The current paper relates examination of FedEx current strategy in international freight forwarding business. FedEx is a company operating in the transportation market since 1973. The company succeeded to develop a significant competitive advantage due to unique resources available at that time. The strategy used in the past provided FedEx with a leadership position in the transportation market. At the present time FedEx faced the issue of development of corporate strategy that could be explored in future since the company is comparatively new to the international market (Hiriyappa, 2010). Now FedEx is seeking new opportunities for further growth. However, the strategy used by the company in the international market was not successful and the competitive environment has recently become tough. Therefore, the company needs to analyze its current strategy in order to find sources of further development in the international freight market (Kossowski, 2003).

Company Overview

FedEx is the company operating in package delivery industry since 1973. The company provides national and international transportation and e-commerce services. At the present time FedEx occupies four segments, namely: FedEx Ground, FedEx Express, FedEx Services, and FedEx Freight. FedEx Express service specializes in international trade including custom brokerage, global ocean and air freight forwarding, and provides supply chain solutions. This brand provides fast delivery over a globe within 1-3 days. FedEx serves the markets that generate about 90% of global domestic product. The services provided by the company include door-to-door delivery of products, money-back guarantee, and custom-shared service. It has 58, 400 locations, owns 660 aircraft and 52, 400 specialized vehicles (FedEx, 2012).
FedEx Ground segment specializes in delivery of business-to-consumer packages cooperating with USPS. It focuses on small-package market weighing up to 150 pounds. It provides services to all population located in the USA for the distance up to 400 miles. FedEx Ground operates a distribution system of 525 facilities with 33 hubs. It conducts its operations using 30, 770 owner-operated vehicles and 35, 000 own trailers (FedEx, 2012).

FedEx Trade Networks offers international trade services as well as FedEx Express. It also provides custom clearance service for FedEx Express hub facilities and international advisory service. It also involves using Global Trade Data – a tool allowing the customers to trace imports movement. Also, FedEx Trade Networks assists anti-terrorism programs and publishes custom duty information for more than 180 custom areas of the world (FedEx, 2012).

FedEx Supply Chain offers a range of comprehensive supply chain solutions for its customers leveraging FedEx information technology. The company also provides critical logistics information, temperature-control of cargo delivered with the help of the company, and transportation management through a network of own and controlled resources.

FedEx SmartPost specializes in consolidation and delivery of large quantities of low-weighted packages. The company has its own website where tracing cargo service is available.

In this paper FedEx Trade Networks will be considered since this branch of the company offers international freight services.

- **Work to complete**
1) Render this sentence from the FedEx overview in Spanish: "FedEx Ground operates a distribution system of 525 facilities with 33 hubs."
2) Pick up the FedEx overview after its final sentence and carry it forward in the same technical register.

Pointing dataset items:
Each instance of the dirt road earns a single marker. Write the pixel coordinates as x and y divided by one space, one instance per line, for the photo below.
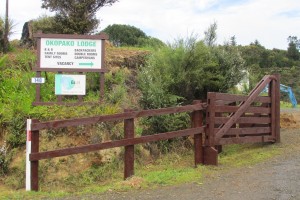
278 179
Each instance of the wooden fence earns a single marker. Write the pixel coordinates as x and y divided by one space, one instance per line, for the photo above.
230 119
236 119
34 127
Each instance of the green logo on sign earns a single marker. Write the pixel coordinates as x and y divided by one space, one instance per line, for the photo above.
86 64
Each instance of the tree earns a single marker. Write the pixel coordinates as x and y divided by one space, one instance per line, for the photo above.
211 35
124 35
74 16
293 49
6 31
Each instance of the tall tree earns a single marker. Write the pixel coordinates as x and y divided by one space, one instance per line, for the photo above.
122 35
75 16
293 49
6 31
211 35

- **Results in order**
1) FedEx Ground opera un sistema de distribución de 525 instalaciones con 33 centros de conexión.

2)
FedEx Strategic History

FedEx succeeded to maintain strong competitive advantage in the past using its resource-based competitive advantage. Previously, the company used differentiation strategy: it offered fast delivery at a reasonable cost. The competitive advantage developed in the beginning of 21st century still keeps the company in a leadership position relatively to its competitors.

Currently, FedEx is positioned nearly to the middle cost advantage side of the generic strategy matrix. FedEx holds the same position in the target scope. The current strategy can be described as a combination of focus and differentiation strategy. The company emphasizes on unique services offered to the customers, such as warehousing. On-site repairs are also a unique competitive advantage of the company. FedEx derives profits from providing services to a large number of industries while performing a moderate amount of tasks that are divergent. The prices for the services provided by the company are moderate. The company also takes full advantage of economies of scales (David, 2011).

However, FedEx is not focused on the quality of services delivered. UPS constitutes to pose a significant competition to the company. FedEx and UPS compete in the same field having similar key resources and providing similar services for their customers. FedEx is currently using stuck in the middle strategy (Kossowski, 2003).

FedEx succeeded to expand to the international market. However, the strategy of the company was not very successful. At the late 90’s the company entered China emerging market and captured 20% of it in comparison to 35% served by DHL. At the same time international division reported loss because expanding the new market appeared to be costly. In addition, FedEx acquired Flying Tiger; the cost of repair of these aircrafts was high. Another problem was that the company aimed to implement the same strategy it explored in the domestic market. In addition, the company failed to cope with diversity in cultures (David, 2011).

In the European market the situation was even more disappointing: the share of market captured by FedEx in the Europe was about 1% while DHL succeeded to win 14% of the market; UPS – 6%; TNT – 8% (Kossowski, 2003).

FedEx Generic Strategy

According to Porter (1998), the company can utilize generic strategies to obtain competitive advantage. Depending on competitive environment and other factors influencing the company activity the strategies are divided into cost leadership, differentiation, focus, and stuck in the middle strategies.

Analysis of Primary Competitors

In order to evaluate generic strategy used by the company a competitive environment must be taken into account. As well as many other transportation markets, international freight market is noted for fierce price competition. In order to secure their market share, rivals are cutting prices all the time.
Analysis of competitive framework is shown in the Appendix 1. FedEx has many competitors in the international freight market including freight, ocean, and air transportation services. Among the main competitors are United Parcel Service (UPS), DHL Global Forwarding, Schenker, TNT, Panalpina, and Ceva (David, 2011).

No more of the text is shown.